→ QUOTED TEXT
** BEGIN **
|Germany's Mesut Ozil and Marco Reus (Reuters)|
The return was muted, and so it should be. England did all right at Euro 2012, as well as could have been expected. It was thus appropriate that they came back home to a nod, a wave of acknowledgement and the odd camera flash rather than a fanfare or a lynch mob. Losing quarter-finalists is where England are likely to end up when, as Alan Shearer puts it with such characteristic punditry precision, they are the sixth- or seventh- or eighth-best team in the world. Or maybe in Europe. Whichever it is, Alan.
There were, even for the most inveterate pessimist, positives to be taken from their tournament. The defence was solid, Glen Johnson improved his standing, Joe Hart — his antics in the penalty shootout apart — cemented his reputation. And Roy Hodgson proved himself to be exactly the leader England needed: intelligent, capable, organised; the very definition of a safe pair of hands. His reaction to defeat was exemplary. He was dignified, reasonable, realistic; the perfect diplomat.
As a consequence, the atmosphere around the camp seemed far less charged than in the past, the paranoia dissipated, the fear reduced. Just shows what can happen with a grown-up in charge.
Now England have gone, too, we can look and learn at those who remain. Perhaps with the exception of France, the semi-finalists are the ones everyone predicted. A cagey Italy, the 10 men and one genius of Portugal, the tika taka masters of Spain. Plus, for me, the one outstanding team so far, the outfit who provide the most entertainment, value and excitement. The team surely likely to end up with the trophy - Germany.
** END **
→ REQUIRED WORK
1. Translate this sentence from the Euro 2012 piece into Spanish: "His reaction to defeat was exemplary."
2. In the Euro 2012 piece, which team does the writer call the one surely likely to end up with the trophy?

→ SUPPLIED MATERIAL
** BEGIN **
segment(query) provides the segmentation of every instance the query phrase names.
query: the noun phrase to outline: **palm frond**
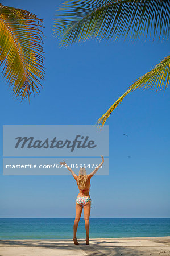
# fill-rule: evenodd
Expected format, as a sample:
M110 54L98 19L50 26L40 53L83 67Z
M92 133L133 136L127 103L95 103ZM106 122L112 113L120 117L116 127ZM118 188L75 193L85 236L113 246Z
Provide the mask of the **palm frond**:
M53 26L61 47L90 38L168 39L170 1L64 0Z
M27 11L0 3L0 67L14 96L22 100L38 93L44 78L42 22Z
M164 58L157 64L151 71L138 79L117 100L108 110L97 121L96 124L102 128L113 111L122 102L123 98L131 92L143 88L144 89L150 88L156 91L165 90L169 84L170 81L170 55Z

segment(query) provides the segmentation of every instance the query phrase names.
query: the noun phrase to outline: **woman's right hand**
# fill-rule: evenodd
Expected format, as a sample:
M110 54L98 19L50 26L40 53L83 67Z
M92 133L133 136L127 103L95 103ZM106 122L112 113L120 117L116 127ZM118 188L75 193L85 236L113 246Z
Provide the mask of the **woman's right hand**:
M64 161L64 160L63 160L63 162L60 162L60 164L66 164L66 163Z

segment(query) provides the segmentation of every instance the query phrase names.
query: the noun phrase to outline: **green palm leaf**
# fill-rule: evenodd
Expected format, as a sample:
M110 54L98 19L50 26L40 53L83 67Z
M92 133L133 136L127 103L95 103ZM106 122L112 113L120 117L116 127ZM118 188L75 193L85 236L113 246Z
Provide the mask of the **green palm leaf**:
M66 46L89 38L168 39L169 0L64 1L54 22L54 36ZM158 32L159 31L159 32Z
M38 93L44 78L43 20L27 11L0 3L0 66L14 96Z
M169 0L64 1L54 22L54 36L66 46L90 38L168 39ZM169 56L136 80L97 122L102 127L111 112L131 91L158 90L169 83Z
M96 123L102 127L112 112L121 102L122 100L131 91L143 88L144 89L150 88L156 90L165 90L169 84L170 80L170 55L164 58L157 64L151 71L138 79L117 100L108 110L97 121Z

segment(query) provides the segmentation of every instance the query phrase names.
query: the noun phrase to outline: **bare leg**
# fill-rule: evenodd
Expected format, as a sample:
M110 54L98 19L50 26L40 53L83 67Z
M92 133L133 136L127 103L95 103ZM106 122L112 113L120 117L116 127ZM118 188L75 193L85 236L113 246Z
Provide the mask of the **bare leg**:
M86 244L89 245L89 229L90 229L90 202L88 202L84 206L84 220L85 222L85 229L86 232Z
M78 245L78 241L77 240L76 233L78 228L78 225L81 217L81 213L82 210L82 206L76 203L76 217L74 223L74 235L73 235L73 241L75 245Z

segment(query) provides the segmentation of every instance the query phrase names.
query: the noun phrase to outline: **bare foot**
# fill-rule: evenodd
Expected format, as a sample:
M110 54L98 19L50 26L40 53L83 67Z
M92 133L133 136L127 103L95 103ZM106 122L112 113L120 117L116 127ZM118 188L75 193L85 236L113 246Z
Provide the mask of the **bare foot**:
M74 237L73 239L73 241L74 241L74 245L79 245L79 243L78 243L78 241L77 240L76 237Z
M86 244L89 245L89 237L86 237Z

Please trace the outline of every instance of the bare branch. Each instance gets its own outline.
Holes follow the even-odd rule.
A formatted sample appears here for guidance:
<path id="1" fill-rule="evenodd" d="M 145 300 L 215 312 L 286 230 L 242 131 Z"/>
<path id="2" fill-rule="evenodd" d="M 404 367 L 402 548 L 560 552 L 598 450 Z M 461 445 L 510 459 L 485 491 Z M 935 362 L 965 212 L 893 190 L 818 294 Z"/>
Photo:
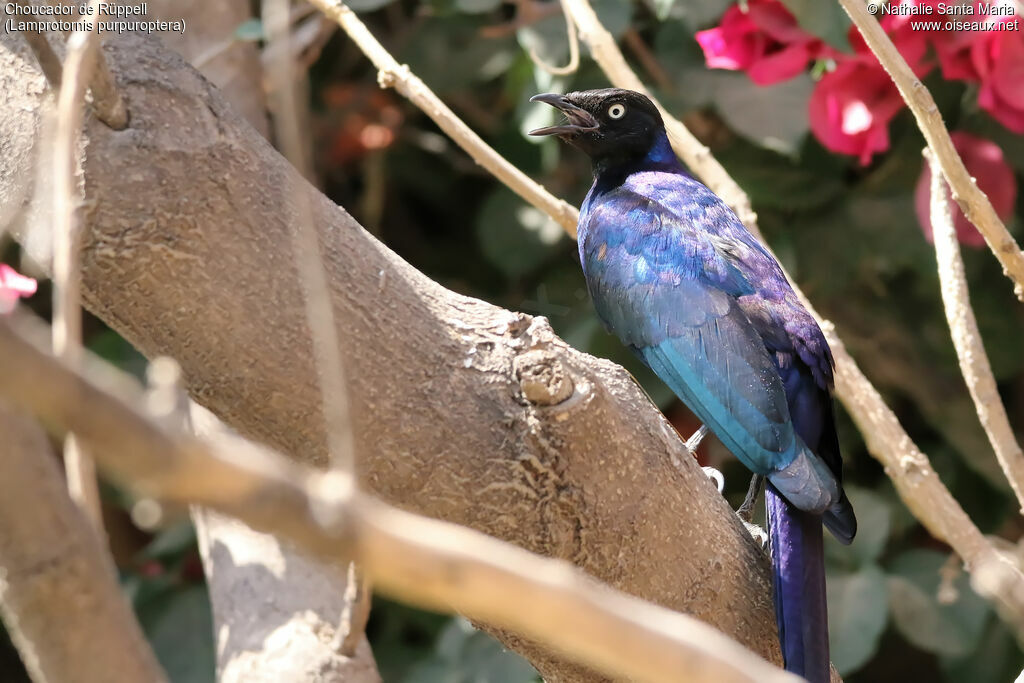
** END **
→ SOLUTIONS BY TASK
1. Su reacción ante la derrota fue ejemplar.

2. Germany.